[Records to process Boundary: Start]
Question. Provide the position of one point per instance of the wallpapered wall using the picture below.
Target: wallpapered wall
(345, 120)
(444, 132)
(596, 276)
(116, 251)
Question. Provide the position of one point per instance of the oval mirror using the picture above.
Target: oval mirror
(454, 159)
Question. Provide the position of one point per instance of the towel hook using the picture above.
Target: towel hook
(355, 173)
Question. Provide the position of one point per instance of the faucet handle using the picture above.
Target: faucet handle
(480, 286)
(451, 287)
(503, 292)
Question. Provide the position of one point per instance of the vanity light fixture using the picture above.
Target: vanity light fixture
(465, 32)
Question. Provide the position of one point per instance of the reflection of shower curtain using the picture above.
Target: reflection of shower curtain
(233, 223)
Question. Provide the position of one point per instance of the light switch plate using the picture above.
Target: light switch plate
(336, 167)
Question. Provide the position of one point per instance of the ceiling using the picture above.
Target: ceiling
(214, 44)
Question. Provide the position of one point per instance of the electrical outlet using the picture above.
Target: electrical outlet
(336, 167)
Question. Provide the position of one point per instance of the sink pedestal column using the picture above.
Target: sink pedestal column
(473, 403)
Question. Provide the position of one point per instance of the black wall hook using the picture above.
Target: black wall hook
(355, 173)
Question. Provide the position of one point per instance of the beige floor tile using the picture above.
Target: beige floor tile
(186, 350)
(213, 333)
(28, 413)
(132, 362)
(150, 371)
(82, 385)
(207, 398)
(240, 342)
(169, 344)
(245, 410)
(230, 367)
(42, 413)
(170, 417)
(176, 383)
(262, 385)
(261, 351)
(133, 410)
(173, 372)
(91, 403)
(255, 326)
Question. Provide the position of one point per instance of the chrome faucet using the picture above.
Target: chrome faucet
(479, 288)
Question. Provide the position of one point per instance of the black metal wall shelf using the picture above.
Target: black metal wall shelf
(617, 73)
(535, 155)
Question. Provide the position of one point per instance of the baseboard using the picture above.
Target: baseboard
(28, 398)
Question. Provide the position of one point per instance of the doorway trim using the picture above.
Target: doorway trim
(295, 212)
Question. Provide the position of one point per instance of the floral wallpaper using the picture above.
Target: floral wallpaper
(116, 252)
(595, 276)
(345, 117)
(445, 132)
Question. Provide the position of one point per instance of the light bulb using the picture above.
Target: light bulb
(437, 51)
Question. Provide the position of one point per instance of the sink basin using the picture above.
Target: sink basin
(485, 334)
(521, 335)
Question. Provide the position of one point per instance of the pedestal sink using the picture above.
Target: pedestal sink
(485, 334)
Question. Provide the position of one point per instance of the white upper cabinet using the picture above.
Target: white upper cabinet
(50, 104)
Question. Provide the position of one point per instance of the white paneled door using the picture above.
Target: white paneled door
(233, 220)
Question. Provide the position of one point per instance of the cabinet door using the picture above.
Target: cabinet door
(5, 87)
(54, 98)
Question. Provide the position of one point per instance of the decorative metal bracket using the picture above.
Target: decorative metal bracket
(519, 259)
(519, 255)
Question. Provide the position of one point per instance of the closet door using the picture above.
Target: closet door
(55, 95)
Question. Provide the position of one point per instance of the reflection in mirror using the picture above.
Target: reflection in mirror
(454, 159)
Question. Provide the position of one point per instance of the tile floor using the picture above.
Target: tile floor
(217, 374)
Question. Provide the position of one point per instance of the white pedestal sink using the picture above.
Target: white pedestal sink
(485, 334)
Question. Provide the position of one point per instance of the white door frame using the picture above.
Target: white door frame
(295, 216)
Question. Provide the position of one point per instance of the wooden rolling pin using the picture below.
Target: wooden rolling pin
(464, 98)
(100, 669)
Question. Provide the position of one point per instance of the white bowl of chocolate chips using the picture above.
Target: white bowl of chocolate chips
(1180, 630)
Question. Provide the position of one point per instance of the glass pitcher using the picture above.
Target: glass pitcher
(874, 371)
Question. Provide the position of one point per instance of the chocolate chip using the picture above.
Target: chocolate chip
[Records to process Boundary: End]
▶ _What you should do_
Look above for the line that contains "Target: pedestal sink". Starting there, transcribe every line exactly until you have copied the line that contains "cabinet door using the picture above.".

▶ _Finished task_
Target: pedestal sink
(485, 334)
Question. Provide the position of one point per instance of the white upper cabinet using the picture above.
Target: white upper cabinet
(50, 104)
Question. Provide the position of one point per instance of the white paneled door using the picture above.
Target: white paneled door
(233, 220)
Question. Provide the position of one point per instance of the cabinet door using the picture above.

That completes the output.